# THE EXERCISE:
Everything from the line that contains "Each instance receives one keypoint. Mark the overcast" through the final line of the records should be written out exactly, and nothing outside that span.

[START INFORMATION GIVEN]

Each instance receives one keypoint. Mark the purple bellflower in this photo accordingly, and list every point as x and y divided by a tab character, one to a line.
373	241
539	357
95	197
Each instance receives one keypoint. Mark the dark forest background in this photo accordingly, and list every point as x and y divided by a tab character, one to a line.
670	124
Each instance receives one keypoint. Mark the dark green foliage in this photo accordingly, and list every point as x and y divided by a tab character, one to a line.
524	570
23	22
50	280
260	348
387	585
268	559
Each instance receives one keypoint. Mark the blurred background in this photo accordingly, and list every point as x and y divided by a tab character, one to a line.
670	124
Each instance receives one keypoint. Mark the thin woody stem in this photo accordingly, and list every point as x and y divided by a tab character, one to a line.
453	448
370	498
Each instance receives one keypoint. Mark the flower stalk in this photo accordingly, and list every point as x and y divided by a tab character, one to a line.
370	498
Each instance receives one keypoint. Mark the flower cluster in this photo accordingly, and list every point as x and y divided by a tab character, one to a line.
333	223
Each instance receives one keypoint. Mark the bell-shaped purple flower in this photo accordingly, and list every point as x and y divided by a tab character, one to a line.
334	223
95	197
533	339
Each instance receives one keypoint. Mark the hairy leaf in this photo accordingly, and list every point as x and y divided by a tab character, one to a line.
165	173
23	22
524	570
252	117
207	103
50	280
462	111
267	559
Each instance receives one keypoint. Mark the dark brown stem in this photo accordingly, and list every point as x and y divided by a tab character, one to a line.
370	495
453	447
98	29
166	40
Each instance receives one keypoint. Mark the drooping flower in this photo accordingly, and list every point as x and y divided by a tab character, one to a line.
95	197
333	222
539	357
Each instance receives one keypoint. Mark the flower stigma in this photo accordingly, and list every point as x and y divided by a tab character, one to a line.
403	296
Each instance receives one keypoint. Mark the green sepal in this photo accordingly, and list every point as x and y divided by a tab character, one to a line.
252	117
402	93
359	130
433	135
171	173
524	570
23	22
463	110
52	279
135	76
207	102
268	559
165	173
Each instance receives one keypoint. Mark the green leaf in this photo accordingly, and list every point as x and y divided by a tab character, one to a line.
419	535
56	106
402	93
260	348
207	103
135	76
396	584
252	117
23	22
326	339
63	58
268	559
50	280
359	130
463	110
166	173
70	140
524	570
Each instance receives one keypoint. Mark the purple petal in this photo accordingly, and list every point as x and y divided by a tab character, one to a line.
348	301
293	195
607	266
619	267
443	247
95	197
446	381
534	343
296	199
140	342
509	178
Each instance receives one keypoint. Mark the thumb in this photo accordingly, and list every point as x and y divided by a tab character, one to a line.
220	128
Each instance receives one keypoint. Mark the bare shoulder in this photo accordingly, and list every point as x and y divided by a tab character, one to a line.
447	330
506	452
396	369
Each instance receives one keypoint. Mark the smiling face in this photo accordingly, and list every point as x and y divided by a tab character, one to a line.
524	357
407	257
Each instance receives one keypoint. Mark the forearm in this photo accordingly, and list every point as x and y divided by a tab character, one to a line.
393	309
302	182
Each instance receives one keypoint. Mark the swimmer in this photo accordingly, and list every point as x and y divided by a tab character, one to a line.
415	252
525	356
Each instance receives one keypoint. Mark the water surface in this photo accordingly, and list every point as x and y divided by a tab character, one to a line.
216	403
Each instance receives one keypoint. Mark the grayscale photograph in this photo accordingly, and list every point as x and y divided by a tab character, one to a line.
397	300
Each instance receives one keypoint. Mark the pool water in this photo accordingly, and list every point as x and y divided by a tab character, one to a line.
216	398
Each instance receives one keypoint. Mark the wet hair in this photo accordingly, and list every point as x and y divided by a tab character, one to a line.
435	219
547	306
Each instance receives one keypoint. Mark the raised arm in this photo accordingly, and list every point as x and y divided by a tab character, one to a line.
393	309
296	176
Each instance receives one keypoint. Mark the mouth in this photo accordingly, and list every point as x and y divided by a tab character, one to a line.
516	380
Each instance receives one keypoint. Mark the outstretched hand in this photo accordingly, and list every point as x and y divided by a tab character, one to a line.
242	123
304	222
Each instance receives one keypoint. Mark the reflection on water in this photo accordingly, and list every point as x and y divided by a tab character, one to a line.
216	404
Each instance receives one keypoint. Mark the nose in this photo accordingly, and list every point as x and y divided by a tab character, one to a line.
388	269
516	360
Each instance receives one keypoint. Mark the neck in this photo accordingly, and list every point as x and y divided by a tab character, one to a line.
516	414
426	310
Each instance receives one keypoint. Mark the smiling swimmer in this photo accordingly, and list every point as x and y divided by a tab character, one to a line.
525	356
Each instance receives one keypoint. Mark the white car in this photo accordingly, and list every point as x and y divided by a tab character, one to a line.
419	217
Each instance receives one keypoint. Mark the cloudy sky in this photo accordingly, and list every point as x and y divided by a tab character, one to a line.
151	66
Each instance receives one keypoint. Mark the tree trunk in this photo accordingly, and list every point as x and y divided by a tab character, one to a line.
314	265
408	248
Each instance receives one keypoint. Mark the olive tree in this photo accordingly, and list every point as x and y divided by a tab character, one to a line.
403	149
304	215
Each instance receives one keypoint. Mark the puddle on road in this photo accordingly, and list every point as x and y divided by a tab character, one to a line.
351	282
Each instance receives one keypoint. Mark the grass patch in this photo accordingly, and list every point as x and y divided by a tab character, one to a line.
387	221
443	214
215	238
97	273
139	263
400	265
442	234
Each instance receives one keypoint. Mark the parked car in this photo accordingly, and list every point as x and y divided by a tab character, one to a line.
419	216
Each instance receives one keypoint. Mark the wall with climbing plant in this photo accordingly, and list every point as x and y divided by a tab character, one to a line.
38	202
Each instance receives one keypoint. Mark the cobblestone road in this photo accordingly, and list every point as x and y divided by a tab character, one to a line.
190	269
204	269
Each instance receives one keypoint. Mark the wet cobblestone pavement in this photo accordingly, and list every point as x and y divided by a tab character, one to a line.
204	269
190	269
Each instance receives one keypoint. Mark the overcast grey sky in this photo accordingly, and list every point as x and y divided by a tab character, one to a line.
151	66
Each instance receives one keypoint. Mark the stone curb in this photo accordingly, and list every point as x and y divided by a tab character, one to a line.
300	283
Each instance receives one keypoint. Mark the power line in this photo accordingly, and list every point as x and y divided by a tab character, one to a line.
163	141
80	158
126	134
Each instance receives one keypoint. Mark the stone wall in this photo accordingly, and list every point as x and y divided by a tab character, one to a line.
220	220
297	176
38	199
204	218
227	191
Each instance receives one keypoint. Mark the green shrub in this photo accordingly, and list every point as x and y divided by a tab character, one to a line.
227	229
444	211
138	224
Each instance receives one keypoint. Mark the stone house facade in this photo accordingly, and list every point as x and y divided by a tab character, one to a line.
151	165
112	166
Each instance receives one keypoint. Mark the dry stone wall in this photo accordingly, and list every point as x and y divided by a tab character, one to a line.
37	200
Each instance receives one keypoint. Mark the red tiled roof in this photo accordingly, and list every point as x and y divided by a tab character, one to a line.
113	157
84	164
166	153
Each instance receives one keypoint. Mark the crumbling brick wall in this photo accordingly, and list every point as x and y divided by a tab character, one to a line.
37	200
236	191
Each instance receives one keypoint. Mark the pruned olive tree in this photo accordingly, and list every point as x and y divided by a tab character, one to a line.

[END INFORMATION GIVEN]

# RESPONSE:
Each instance receives one keypoint. Mark the overcast grey sky in this photo accordingly, and list every point as x and y divided by a tab character, one to a line.
151	66
Each instance receives one keypoint. Mark the stone curb in this photo accordingly, and list every point as x and y divided by a tab character, one to a line.
300	283
Each instance receives one keypoint. Mark the power line in this photo accordingly, and list every point as x and y divided by a tab character, one to a line.
163	141
80	158
126	134
Each instance receives one keypoint. Mark the stone wall in this photo accordingly, and list every point as x and y divided by a tab character, one to a line.
220	220
297	176
38	199
204	218
227	191
Each instance receives one keypoint. Mark the green shrub in this photo accordingly, and list every point as x and y divided by a tab character, one to a line.
227	229
444	211
138	224
Each instance receives one keypoint. Mark the stone house facade in this photo accordingly, and list every point as x and y divided by a tab character, one to a line.
151	165
112	166
Each instance receives one keypoint. Mark the dry stone wall in this photo accordingly, and list every point as x and y divided by a tab character, one to a line.
37	200
Each instance receives one keypoint. Mark the red tiled roof in this photo accordingly, and list every point as x and y divided by a tab character, one to a line.
113	157
84	164
166	153
Each instance receives one keypoint. Mark the crumbling brick wall in this photo accordingly, and list every point as x and y divided by a tab character, one to a line.
37	200
236	191
Each instance receives one keypoint. Mark the pruned olive tree in this photo accordingly, and list every point as x and y divided by a tab character, one to a line.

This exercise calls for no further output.